**Reading passage**
>>
This brief communiqué is but a reflection on the contemporary tribal situation in Darjeeling hills, West Bengal. Besides being the historical site of a durable ethnic conflict (i e, known as Gorkhaland movement) Darjeeling hills have acquired political prominence in the recent past for being the playground of intra-ethnic revivalism and tribalism. In addition to the Bhutias, Lepchas, Sherpas and Yolmos – the already designated tribes of Darjeeling district since India’s independence – majority of the hill communities today are busy both in claiming and establishing their claims of being a tribe of the region.

Nepali Social Structure

Indian Nepalis corroborate to the idea of a speech community that is composed of both caste Hindus and Indo-Mongoloid groups. Caste system has been the historical basis of Nepali social structure. Since Nepali caste system in Darjeeling hills has been lax in nature compared to its Nepal counterpart,[1] it successfully accommodated the Indo-Mongoloid groups into its fold. Sanskritsation had been at work in the hills ever since the mid-19th century. Available historical data is capable of establishing the fact that the Mongoloid communities felt content with the Nepali caste system and quite often despised the cause of being tribes.[2]

But in the new millennium the Tamangs along with Limbus did mobilise themselves for tribal status and were accorded with the scheduled tribe (ST) status in 2002. This energised the other Mongoloid groups (like Rais, Magars, Gurungs, Sunwars, Yakhas, Thamis to name a few) of Darjeeling hills clamour for the ST status. Such a programmatic vision for the attainment of protective discrimination measures by the majority of the hill communities is certainly an unprecedented phenomenon that ran parallel with the movement called Gorkhaland.
<<
**To be done**
Condense the paragraph of the Darjeeling hills passage that begins "Indian Nepalis corroborate" into a bulleted list of its main facts.

**Dataset excerpts**
>>
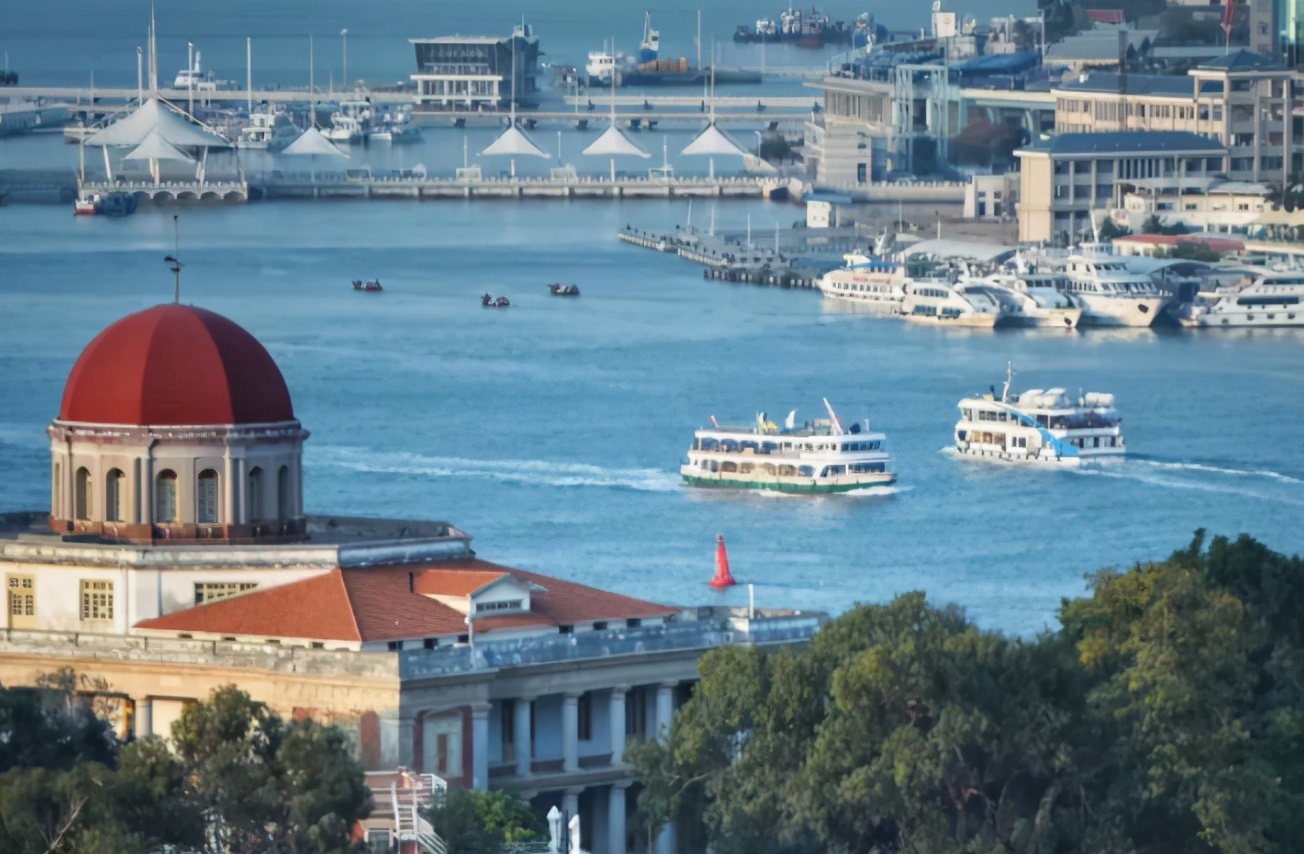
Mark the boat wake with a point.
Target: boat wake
(515, 471)
(1199, 477)
(1217, 470)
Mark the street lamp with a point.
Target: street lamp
(343, 41)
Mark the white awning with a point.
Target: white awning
(514, 142)
(166, 120)
(313, 142)
(613, 142)
(155, 147)
(713, 142)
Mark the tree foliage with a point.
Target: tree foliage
(1166, 715)
(483, 822)
(239, 779)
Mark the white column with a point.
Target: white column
(570, 806)
(480, 746)
(570, 732)
(520, 730)
(616, 832)
(664, 709)
(617, 724)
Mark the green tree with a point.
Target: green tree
(483, 822)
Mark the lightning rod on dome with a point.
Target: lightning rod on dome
(174, 261)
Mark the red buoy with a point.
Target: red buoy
(723, 576)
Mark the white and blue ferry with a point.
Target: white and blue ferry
(818, 456)
(1039, 427)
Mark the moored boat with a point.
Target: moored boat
(1039, 427)
(936, 303)
(819, 456)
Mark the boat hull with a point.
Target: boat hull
(797, 486)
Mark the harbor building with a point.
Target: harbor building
(474, 73)
(177, 557)
(1243, 101)
(1066, 179)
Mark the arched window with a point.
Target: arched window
(206, 497)
(284, 502)
(164, 497)
(85, 498)
(114, 496)
(254, 496)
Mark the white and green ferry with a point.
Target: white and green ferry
(818, 456)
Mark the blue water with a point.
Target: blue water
(63, 43)
(553, 430)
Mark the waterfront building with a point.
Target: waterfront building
(177, 557)
(474, 73)
(1067, 179)
(1242, 99)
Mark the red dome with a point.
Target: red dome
(175, 365)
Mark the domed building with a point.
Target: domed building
(176, 558)
(176, 425)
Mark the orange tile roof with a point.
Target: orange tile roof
(313, 608)
(380, 604)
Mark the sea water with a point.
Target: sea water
(553, 430)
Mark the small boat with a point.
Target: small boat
(1039, 427)
(104, 205)
(819, 456)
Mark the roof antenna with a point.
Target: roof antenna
(174, 261)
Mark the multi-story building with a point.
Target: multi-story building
(1068, 179)
(1243, 101)
(176, 557)
(471, 73)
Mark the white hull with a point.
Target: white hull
(1120, 310)
(1262, 317)
(969, 321)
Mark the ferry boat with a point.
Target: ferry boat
<<
**The result**
- Indian Nepalis form a speech community made up of both caste Hindus and Indo-Mongoloid groups.
- The caste system has historically been the basis of Nepali social structure.
- Because the Nepali caste system in the Darjeeling hills was more lax than in Nepal, it took the Indo-Mongoloid groups into its fold.
- Sanskritization had been at work in the hills since the mid-19th century.
- Historical data show that the Mongoloid communities were content with the Nepali caste system and often despised the cause of being tribes.